* SET EXERCISE A
In the listing, swap "instance" for "occurrence" wherever it occurs, starting with the line containing "Practice. Point out each instance of the red" and going on through the line containing "pixel 897 247". Keep everything else unchanged and give back only those lines.

* SOURCE TEXT
⟨

Haïm Vidal Séphiha (28 January 1923 – 17 December 2019) was a Belgian-French linguist and professor emeritus at several European universities, notably the Sorbonne. He was one of the first people to study Judaeo-Spanish, today spoken by a number of Sephardi Jews, and has contributed to the defense and promotion of the language's continued use.

== Biography ==
Séphiha was born in Brussels, Belgium to a family of Sephardic Jews from Istanbul. Due to jokes about his name, he added the Judeo-Spanish version of his name: Vidal. After obtaining Belgian citizenship through residency, Vidal began language study. He was arrested on 1 March 1943 and deported with other Belgian Jews to Auschwitz-Birkenau on 24 September 1943, returning to Belgium on 28 April 1945. His father was murdered at Dachau on 10 May 1945. Séphiha's mother and two sisters were deported to Ravensbrück. As Turkish citizens, the three women were transferred by the Nazis at the end of February 1945 from Ravensbrück to Moda, in Turkey, where they were kept under house arrest until the end of 1945, when they were returned to Belgium.

⟩

[Location identification listing]
⟨

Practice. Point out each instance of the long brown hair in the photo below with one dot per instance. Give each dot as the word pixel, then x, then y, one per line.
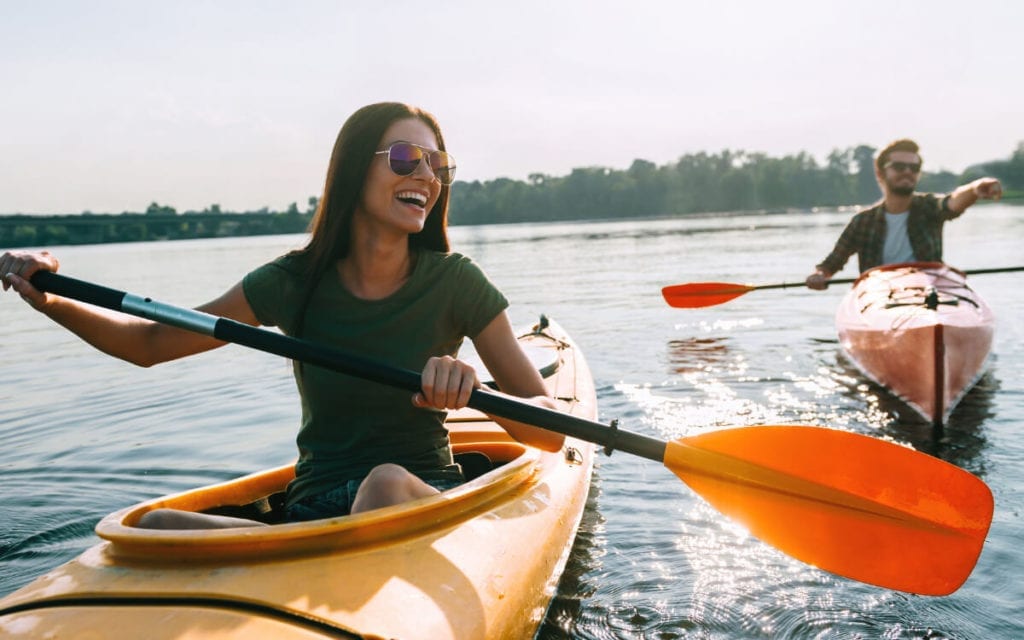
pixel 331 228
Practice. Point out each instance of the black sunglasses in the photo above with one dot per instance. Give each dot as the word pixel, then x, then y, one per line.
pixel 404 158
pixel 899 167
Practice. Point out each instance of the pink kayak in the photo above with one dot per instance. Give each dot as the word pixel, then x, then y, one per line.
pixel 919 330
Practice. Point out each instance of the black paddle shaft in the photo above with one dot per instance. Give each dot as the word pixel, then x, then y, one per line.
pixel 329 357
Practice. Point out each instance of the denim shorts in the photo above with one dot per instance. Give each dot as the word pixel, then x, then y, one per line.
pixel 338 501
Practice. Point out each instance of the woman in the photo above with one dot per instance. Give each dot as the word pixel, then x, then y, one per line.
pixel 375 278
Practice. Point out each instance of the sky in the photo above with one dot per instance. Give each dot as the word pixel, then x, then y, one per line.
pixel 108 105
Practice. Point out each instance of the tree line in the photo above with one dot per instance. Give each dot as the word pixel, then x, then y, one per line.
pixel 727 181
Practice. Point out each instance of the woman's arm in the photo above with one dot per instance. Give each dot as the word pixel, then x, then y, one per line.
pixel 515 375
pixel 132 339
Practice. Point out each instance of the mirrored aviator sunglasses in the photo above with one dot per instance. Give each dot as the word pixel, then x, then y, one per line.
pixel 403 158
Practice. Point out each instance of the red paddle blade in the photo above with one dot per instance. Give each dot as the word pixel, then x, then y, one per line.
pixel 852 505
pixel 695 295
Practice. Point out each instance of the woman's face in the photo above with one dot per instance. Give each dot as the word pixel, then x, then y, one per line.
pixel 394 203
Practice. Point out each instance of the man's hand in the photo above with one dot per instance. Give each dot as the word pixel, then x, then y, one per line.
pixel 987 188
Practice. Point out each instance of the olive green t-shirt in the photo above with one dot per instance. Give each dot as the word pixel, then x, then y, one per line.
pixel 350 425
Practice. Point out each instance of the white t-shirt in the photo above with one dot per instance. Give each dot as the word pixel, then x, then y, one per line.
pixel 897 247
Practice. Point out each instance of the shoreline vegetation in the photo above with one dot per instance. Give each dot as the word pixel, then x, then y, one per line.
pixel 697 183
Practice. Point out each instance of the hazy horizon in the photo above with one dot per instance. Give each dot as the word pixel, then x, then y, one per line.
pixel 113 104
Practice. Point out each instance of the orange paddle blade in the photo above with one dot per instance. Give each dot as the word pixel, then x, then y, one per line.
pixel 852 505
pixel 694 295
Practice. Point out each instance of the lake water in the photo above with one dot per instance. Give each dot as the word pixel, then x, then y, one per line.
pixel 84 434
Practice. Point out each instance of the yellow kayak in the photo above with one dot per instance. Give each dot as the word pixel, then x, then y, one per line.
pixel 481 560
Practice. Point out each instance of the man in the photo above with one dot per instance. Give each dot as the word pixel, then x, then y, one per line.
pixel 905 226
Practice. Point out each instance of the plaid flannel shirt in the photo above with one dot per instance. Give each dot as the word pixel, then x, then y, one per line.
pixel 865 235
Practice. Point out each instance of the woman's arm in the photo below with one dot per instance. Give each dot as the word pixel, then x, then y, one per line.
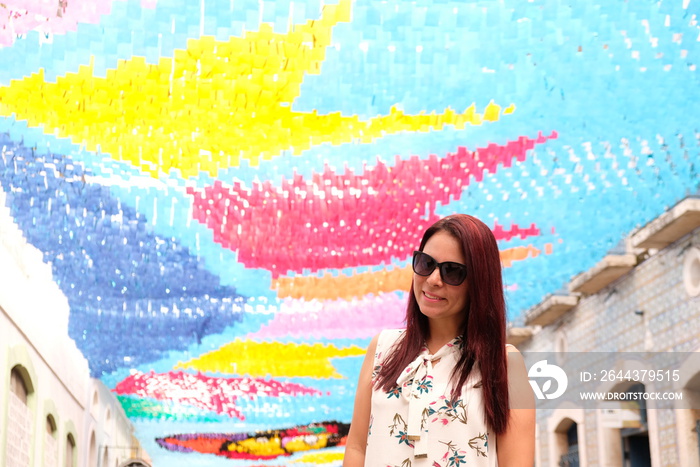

⟩

* SET EXERCISE B
Write the next part of the biography of linguist Haïm Vidal Séphiha, picking up after its final sentence.

* ANSWER A
Practice. Point out each occurrence of the red paddle blade in the photo above with one dot per occurrence. Give each dot as the word pixel, then x, then y, one per line.
pixel 852 505
pixel 695 295
Practice. Point out each occurrence of the woman's face in the photo above with one dot per occurrence. Give each dot as the word pixel, then x, then y, one per line.
pixel 394 203
Practice. Point out each occurrence of the man's hand in the photo above with one dot per occurrence. Give each dot as the word pixel, then x, then y, one per line.
pixel 987 188
Practice. Point out each occurrence of the olive green t-shirt in the photo above with one dot per occurrence. Give each dot as the word pixel, then x, then y, one per line.
pixel 350 425
Practice. Point out each occurrence of the white t-shirt in the photo above with one dot per occurrence. Give each dot as the word pixel, then x, then y, one per line.
pixel 897 247

* ANSWER B
After the war, Séphiha began studying chemistry at université libre de Bruxelles, then moved to Rouen, France in 1948. The death of his mother in 1950 reignited his interest in his Sephardi roots. Séphiha resumed his studies in linguistics, Spanish literature and Portuguese literature at the Sorbonne in Paris, becoming a university professor in 1981. Séphiha became chair of linguistics in Judeo-Spanish, a position created for him in 1984 at the Sorbonne. Séphiha held that chair position until 1991, publishing dozens of books on the issues facing the Judeo-Spanish language advising over 400 student theses on the language. In 1979, Séphiha founded Vidas Largas, an organization founded to defend and promote Judeo-Spanish culture.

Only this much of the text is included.